Identify every line in the entries below that contains the word "white", and copy each such line. Case counts.

** RECORDS PROVIDED **
-- START --
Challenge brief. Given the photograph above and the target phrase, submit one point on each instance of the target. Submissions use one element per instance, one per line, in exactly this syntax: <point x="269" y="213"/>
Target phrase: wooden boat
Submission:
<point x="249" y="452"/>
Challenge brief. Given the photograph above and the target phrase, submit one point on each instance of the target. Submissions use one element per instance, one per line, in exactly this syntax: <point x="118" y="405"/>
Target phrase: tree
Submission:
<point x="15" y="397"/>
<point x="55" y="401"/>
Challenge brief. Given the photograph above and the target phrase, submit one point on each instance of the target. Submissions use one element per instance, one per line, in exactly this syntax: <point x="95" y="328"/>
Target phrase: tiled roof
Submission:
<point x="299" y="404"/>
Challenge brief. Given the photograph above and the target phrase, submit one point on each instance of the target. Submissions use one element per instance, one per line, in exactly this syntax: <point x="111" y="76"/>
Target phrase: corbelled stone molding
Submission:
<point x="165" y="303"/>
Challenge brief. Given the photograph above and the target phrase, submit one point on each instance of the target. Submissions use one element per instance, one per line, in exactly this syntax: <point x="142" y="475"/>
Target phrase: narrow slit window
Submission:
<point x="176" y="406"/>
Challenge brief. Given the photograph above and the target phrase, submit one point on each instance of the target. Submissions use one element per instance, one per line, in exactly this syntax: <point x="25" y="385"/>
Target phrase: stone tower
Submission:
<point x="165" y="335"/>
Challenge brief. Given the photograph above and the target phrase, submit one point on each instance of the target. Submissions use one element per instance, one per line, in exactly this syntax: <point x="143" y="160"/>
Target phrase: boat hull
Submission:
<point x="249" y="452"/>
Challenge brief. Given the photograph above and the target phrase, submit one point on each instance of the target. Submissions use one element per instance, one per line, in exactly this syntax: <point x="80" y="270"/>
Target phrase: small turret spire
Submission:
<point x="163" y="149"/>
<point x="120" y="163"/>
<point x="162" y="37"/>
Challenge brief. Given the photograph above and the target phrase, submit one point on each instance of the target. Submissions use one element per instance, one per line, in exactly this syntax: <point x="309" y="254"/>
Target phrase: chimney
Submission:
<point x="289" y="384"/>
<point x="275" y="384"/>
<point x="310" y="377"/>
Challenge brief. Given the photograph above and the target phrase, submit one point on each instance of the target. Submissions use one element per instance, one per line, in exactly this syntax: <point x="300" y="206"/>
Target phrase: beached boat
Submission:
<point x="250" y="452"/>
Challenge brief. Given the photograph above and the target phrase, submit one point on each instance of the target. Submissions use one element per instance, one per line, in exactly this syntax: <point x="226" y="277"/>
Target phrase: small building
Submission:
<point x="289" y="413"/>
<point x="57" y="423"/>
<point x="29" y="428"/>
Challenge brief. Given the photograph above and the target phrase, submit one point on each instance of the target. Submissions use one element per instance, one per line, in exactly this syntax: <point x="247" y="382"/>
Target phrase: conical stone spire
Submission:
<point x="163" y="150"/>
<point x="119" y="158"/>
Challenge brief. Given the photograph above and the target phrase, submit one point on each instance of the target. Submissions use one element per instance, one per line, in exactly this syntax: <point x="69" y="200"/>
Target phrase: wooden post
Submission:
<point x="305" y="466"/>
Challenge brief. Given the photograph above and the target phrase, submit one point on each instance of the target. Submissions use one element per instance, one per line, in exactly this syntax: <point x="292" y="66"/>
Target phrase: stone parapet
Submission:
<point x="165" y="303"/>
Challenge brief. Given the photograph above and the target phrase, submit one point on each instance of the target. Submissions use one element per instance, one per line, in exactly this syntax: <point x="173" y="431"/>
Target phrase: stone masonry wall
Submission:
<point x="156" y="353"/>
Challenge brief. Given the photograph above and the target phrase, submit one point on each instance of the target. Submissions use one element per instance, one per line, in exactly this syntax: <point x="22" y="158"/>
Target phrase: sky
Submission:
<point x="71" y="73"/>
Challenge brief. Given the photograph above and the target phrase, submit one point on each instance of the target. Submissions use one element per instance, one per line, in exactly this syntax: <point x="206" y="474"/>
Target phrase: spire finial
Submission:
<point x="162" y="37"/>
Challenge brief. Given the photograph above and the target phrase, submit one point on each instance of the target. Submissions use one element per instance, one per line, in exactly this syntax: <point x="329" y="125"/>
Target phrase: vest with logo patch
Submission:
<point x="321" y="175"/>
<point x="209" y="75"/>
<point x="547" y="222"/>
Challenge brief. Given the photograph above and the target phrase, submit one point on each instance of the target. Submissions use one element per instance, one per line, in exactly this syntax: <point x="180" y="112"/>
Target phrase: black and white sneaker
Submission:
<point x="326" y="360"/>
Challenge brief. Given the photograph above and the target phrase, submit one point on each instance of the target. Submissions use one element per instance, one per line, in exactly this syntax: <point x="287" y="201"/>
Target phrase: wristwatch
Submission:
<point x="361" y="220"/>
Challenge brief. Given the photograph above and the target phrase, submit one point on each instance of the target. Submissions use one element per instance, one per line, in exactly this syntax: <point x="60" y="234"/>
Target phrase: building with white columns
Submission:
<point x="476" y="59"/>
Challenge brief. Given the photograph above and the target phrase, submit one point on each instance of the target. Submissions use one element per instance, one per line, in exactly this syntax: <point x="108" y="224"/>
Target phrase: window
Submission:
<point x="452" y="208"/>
-- END --
** RESPONSE **
Target phrase: black and white sneaker
Target phrase: building with white columns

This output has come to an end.